-------- SUPPLIED TEXT

229056 Rediscovering Lost Journals of the Early Twentieth Century Socialist Dentists: How Radical Became Mainstream

Sunday, November 7, 2010

Sam A. Merabi, DMD, MPH , Oral Health Policy and Epidemiology, Harvard University School of Dental Medicine, Worcester, MA
Robert McGreevey, PhD , Department of History, The College of New Jersey, Ardmore, PA
Current mainstream political movements in the profession of dentistry advocate conservative views in present discussions of healthcare. However, this paper recovers the history of the organized socialist movement in the dental profession during the early twentieth century through recently rediscovered publications that have been virtually lost to the history of the American dentistry and healthcare. These journals advocate for national policy changes in the dental field including increased access to oral health and state regulation of the profession, arguing that such changes would be socially just. An analysis of these forgotten journals within the context of the present day profession of dentistry reveals how the profession has incorporated many of these historically left-wing policies into their mainstream and right-wing agendas.

The rediscovery of the The Progressive Dentist, a monthly publication of the Dentists Study Chapter of the Intercollegiate Socialist Society, brings to light lost political discussions in oral health just prior to World War I. These perspectives will be compared to current regulations and policies in the field of dentistry.

----------------
-------- DATA BELOW

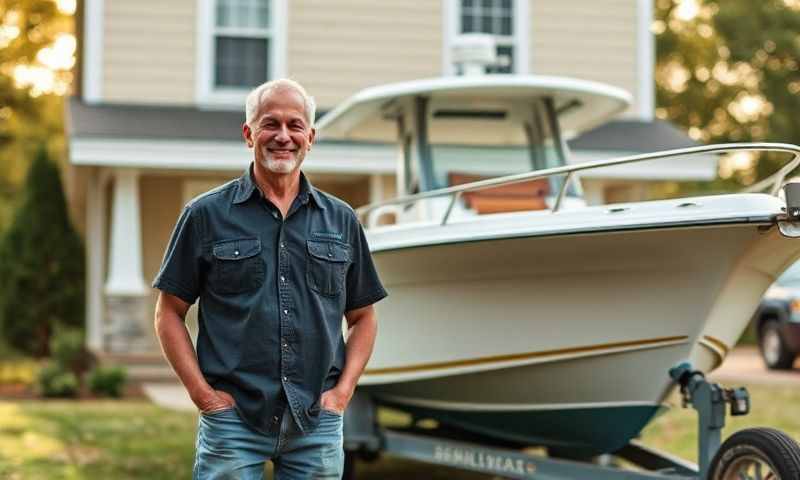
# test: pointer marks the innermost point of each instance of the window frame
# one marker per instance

----------------

ACTIONS TO TAKE:
a - List every academic degree held by the authors of the abstract on early twentieth-century socialist dentists.
b - Rewrite the part of the abstract on socialist dentists' journals that opens with the words containing "The rediscovery of" and closes with "field of dentistry.", changing "monthly" to "weekly".

RESPONSES TO THE EXERCISE:
a - DMD, MPH, PhD

b -
The rediscovery of the The Progressive Dentist, a weekly publication of the Dentists Study Chapter of the Intercollegiate Socialist Society, brings to light lost political discussions in oral health just prior to World War I. These perspectives will be compared to current regulations and policies in the field of dentistry.